=== Exercise brief ===
Copy the rows from the line containing "--target brown and white puppy" up to and including the line containing "M 101 72 L 98", reproducing each line without any change.

>>>>>

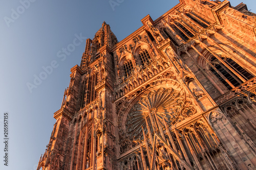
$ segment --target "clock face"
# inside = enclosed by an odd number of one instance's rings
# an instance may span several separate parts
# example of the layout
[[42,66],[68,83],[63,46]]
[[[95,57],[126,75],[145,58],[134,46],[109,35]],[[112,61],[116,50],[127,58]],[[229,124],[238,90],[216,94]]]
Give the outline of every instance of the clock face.
[[184,92],[160,88],[142,95],[132,107],[125,121],[126,132],[130,138],[138,139],[143,137],[142,128],[146,134],[148,130],[152,133],[164,127],[164,121],[170,125],[196,112]]

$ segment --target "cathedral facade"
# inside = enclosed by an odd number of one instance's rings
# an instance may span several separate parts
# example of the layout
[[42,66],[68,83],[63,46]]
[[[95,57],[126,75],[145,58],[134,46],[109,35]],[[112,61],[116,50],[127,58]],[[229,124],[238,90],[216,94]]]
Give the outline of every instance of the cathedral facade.
[[37,169],[256,168],[256,14],[180,0],[86,41]]

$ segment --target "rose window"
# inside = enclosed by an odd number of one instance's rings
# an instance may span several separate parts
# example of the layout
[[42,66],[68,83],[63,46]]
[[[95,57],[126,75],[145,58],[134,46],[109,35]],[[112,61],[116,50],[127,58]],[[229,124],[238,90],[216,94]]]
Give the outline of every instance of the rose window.
[[129,111],[125,121],[126,132],[131,138],[143,136],[142,128],[147,133],[157,131],[159,126],[182,121],[196,112],[191,102],[185,100],[183,91],[173,88],[159,88],[140,98]]

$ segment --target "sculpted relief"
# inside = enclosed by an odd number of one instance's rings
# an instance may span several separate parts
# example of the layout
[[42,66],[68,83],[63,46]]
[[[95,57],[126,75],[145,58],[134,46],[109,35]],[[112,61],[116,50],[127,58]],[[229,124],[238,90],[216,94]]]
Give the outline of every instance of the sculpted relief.
[[146,133],[157,132],[164,126],[164,122],[169,126],[196,113],[182,92],[160,88],[144,94],[133,105],[125,120],[126,132],[131,139],[138,139],[142,136],[141,127]]

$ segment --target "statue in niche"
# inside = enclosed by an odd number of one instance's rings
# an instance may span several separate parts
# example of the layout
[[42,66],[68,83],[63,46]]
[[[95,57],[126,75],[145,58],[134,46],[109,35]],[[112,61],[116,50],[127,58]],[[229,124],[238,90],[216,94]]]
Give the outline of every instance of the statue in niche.
[[163,169],[164,170],[170,170],[172,167],[170,163],[168,162],[169,160],[168,154],[164,151],[164,148],[160,143],[157,144],[158,148],[157,151],[158,152],[158,158],[159,161],[159,165],[162,165]]

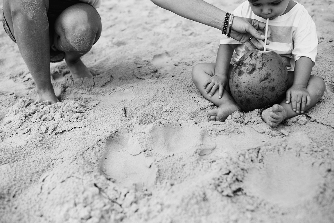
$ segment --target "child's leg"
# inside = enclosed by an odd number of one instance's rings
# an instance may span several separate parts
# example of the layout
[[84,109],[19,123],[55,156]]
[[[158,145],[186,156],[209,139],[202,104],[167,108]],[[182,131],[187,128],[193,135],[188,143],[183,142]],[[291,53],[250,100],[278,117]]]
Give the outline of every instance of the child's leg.
[[36,85],[41,101],[59,101],[50,74],[48,0],[4,0],[5,17]]
[[[225,89],[221,98],[218,97],[218,90],[210,97],[209,94],[205,93],[205,89],[203,87],[204,82],[214,75],[215,63],[203,63],[197,64],[194,67],[191,72],[192,81],[199,92],[204,98],[213,103],[218,108],[208,112],[211,120],[224,121],[229,115],[237,110],[241,110],[240,107],[228,92]],[[228,78],[229,80],[229,75],[232,67],[230,66]]]
[[93,77],[80,57],[97,40],[102,27],[95,9],[83,3],[66,8],[56,20],[53,42],[57,49],[65,52],[65,61],[74,78]]
[[[291,85],[289,85],[289,87]],[[317,76],[311,76],[310,77],[306,89],[310,94],[311,101],[310,105],[305,107],[305,111],[313,107],[320,99],[323,95],[325,87],[325,82],[322,78]],[[285,101],[285,98],[280,104],[274,105],[271,108],[264,111],[262,114],[264,121],[269,125],[275,127],[286,119],[301,114],[292,110],[291,102],[286,104]]]

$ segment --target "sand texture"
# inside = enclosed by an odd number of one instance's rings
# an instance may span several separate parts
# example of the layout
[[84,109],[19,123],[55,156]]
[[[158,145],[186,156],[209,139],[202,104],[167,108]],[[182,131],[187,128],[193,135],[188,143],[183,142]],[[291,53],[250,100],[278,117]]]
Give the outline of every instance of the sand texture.
[[326,91],[273,128],[257,110],[208,121],[191,72],[215,62],[221,32],[149,0],[104,0],[82,58],[94,77],[51,64],[53,105],[0,29],[0,222],[334,222],[334,4],[300,2]]

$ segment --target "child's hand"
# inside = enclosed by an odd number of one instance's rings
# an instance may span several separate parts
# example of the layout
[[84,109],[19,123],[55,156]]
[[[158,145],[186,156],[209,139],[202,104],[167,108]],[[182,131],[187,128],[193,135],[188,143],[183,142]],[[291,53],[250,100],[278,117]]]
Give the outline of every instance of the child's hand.
[[224,88],[226,87],[226,90],[228,90],[229,87],[228,84],[228,83],[227,77],[226,75],[219,76],[214,75],[204,83],[203,85],[204,88],[206,89],[205,94],[208,94],[209,92],[209,96],[211,97],[214,94],[216,90],[219,88],[219,94],[218,98],[221,98],[223,95]]
[[310,105],[311,98],[309,92],[303,85],[293,85],[287,91],[285,103],[289,104],[290,101],[292,106],[292,110],[296,113],[299,113],[300,109],[301,113],[304,113],[305,107]]

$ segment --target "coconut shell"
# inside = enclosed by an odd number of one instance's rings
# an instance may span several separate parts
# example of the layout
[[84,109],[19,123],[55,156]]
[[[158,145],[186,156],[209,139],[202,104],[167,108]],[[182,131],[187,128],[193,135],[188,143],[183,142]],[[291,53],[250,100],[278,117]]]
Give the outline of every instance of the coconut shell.
[[282,100],[288,79],[286,67],[277,53],[255,49],[245,54],[234,65],[230,89],[236,103],[247,112]]

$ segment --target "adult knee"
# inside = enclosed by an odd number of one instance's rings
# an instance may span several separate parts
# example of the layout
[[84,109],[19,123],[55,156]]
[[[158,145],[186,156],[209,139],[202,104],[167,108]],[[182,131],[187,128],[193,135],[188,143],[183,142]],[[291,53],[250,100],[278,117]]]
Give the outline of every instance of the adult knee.
[[101,32],[101,20],[92,6],[79,3],[66,9],[55,24],[55,32],[67,51],[89,51]]

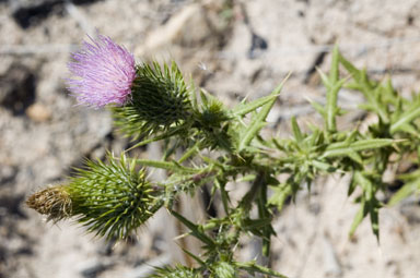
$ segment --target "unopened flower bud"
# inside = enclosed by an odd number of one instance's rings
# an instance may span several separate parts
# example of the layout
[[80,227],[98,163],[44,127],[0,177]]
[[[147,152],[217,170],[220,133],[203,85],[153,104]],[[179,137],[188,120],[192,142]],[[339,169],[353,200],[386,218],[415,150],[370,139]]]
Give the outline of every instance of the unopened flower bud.
[[137,68],[131,100],[113,109],[116,125],[130,136],[167,130],[191,117],[189,90],[175,64],[141,64]]
[[125,156],[108,155],[107,165],[88,161],[69,184],[35,193],[27,204],[54,221],[75,217],[97,235],[126,239],[162,206],[144,176]]

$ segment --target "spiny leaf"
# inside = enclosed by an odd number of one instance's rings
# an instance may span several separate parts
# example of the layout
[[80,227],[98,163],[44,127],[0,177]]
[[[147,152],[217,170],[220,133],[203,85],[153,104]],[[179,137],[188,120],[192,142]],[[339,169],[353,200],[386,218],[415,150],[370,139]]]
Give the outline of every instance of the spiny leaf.
[[[289,77],[289,76],[288,76]],[[279,95],[281,88],[284,85],[285,80],[271,93],[271,95]],[[245,130],[243,137],[240,142],[238,150],[247,147],[253,138],[258,134],[259,130],[265,125],[265,120],[275,105],[276,98],[268,101],[266,105],[261,107],[261,110],[253,117],[248,128]]]

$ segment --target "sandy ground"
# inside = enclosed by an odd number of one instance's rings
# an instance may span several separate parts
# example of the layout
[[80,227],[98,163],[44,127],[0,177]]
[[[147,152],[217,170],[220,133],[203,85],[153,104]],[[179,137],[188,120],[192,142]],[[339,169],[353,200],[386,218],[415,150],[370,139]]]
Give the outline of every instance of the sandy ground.
[[[390,74],[401,94],[418,90],[419,14],[417,0],[0,1],[0,277],[136,278],[185,259],[164,232],[165,211],[138,240],[115,245],[71,222],[46,223],[24,205],[83,157],[129,144],[107,111],[77,107],[66,92],[69,52],[86,34],[112,37],[139,61],[176,60],[228,105],[268,94],[292,71],[269,116],[287,136],[292,116],[318,122],[306,99],[323,100],[314,69],[328,70],[336,41],[377,78]],[[352,109],[363,99],[343,92],[339,101]],[[382,210],[381,243],[368,221],[350,240],[357,206],[347,184],[347,177],[322,178],[281,213],[270,265],[296,278],[420,277],[418,197]],[[250,244],[238,257],[255,255]]]

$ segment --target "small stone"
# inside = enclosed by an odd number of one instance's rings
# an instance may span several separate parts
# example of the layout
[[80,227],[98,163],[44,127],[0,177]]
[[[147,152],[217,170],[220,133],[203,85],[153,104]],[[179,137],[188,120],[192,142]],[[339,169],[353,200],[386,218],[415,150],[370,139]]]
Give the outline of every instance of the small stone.
[[26,109],[26,114],[35,122],[45,122],[51,118],[48,107],[37,102]]

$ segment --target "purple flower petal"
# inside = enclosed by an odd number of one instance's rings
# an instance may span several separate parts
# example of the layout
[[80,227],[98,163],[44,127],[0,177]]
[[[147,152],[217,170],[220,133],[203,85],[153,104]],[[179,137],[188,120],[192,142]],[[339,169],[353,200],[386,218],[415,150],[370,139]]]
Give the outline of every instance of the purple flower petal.
[[82,48],[71,55],[73,61],[68,68],[72,77],[67,80],[68,89],[80,105],[94,108],[124,105],[136,78],[133,55],[106,36],[89,38],[92,44],[84,41]]

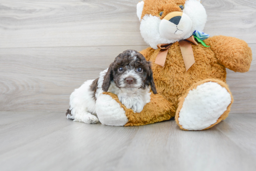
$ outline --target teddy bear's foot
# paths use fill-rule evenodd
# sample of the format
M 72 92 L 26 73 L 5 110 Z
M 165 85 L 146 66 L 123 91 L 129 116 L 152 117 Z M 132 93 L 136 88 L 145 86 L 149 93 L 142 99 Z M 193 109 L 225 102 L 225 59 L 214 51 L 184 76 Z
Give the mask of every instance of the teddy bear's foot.
M 215 79 L 194 84 L 181 98 L 175 119 L 181 129 L 209 129 L 228 117 L 233 97 L 227 85 Z
M 100 94 L 96 101 L 96 113 L 102 124 L 110 126 L 123 126 L 128 122 L 125 111 L 108 94 Z

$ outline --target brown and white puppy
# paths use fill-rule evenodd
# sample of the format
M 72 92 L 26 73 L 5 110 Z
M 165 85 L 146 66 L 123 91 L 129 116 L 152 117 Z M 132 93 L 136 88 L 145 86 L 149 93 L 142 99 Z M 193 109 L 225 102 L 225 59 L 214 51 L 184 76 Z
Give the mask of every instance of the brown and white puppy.
M 101 72 L 98 79 L 85 82 L 72 92 L 67 118 L 87 124 L 98 122 L 95 103 L 103 92 L 116 94 L 127 108 L 140 112 L 150 102 L 150 86 L 156 94 L 150 62 L 138 52 L 126 50 Z

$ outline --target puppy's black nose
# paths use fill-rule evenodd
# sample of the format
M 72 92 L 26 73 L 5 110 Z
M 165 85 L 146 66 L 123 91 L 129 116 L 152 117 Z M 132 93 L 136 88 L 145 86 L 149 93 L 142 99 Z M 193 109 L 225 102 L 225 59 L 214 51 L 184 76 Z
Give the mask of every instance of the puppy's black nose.
M 131 84 L 134 83 L 134 80 L 132 78 L 128 77 L 125 79 L 125 82 L 126 82 L 127 84 Z
M 173 18 L 172 18 L 169 20 L 169 21 L 175 24 L 178 25 L 181 21 L 182 19 L 182 16 L 176 16 Z

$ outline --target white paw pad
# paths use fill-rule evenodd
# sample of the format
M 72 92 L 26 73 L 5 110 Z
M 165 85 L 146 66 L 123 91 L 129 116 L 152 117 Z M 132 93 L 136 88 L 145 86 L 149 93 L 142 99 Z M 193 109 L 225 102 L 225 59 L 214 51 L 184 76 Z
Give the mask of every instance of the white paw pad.
M 96 113 L 101 123 L 111 126 L 123 126 L 128 122 L 125 111 L 112 98 L 101 94 L 96 101 Z
M 231 102 L 227 89 L 208 82 L 190 90 L 179 115 L 179 124 L 188 130 L 202 130 L 216 123 Z

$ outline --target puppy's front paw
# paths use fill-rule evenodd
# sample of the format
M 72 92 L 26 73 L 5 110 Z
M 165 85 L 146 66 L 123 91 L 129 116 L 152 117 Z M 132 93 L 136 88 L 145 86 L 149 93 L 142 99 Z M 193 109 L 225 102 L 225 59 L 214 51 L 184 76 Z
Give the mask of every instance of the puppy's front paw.
M 98 118 L 92 114 L 84 115 L 82 120 L 86 124 L 96 124 L 99 122 Z
M 143 108 L 144 104 L 137 102 L 132 106 L 131 109 L 135 113 L 140 113 L 142 111 Z

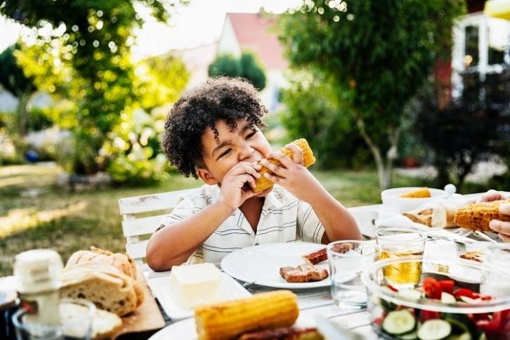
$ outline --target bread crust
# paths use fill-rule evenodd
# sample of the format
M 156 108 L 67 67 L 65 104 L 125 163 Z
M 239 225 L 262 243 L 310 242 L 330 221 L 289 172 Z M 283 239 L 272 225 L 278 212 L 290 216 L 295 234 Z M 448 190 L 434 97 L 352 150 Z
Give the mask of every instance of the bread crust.
M 510 216 L 499 212 L 499 206 L 510 200 L 469 204 L 457 209 L 454 220 L 459 227 L 472 230 L 493 231 L 489 223 L 494 219 L 510 222 Z
M 143 291 L 138 282 L 117 268 L 89 261 L 63 270 L 60 296 L 86 299 L 122 316 L 141 304 Z
M 134 261 L 126 254 L 112 253 L 109 250 L 91 247 L 91 250 L 79 250 L 67 260 L 66 267 L 85 262 L 105 263 L 136 280 L 137 270 Z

<<<<<

=== Worked solution ===
$ outline --target brown and white puppy
# paths use fill-rule evenodd
# sample of the format
M 72 92 L 26 73 L 5 110 Z
M 165 85 L 146 66 L 123 91 L 129 116 L 152 117 Z M 132 93 L 136 88 L 145 86 L 149 93 L 142 99 Z M 193 109 L 225 102 L 225 59 L 214 51 L 184 76 Z
Give the mask of every instance of the brown and white puppy.
M 101 72 L 98 79 L 85 82 L 72 92 L 67 118 L 87 124 L 98 122 L 95 103 L 103 92 L 116 94 L 127 108 L 140 112 L 150 102 L 150 86 L 156 94 L 150 62 L 138 52 L 126 50 Z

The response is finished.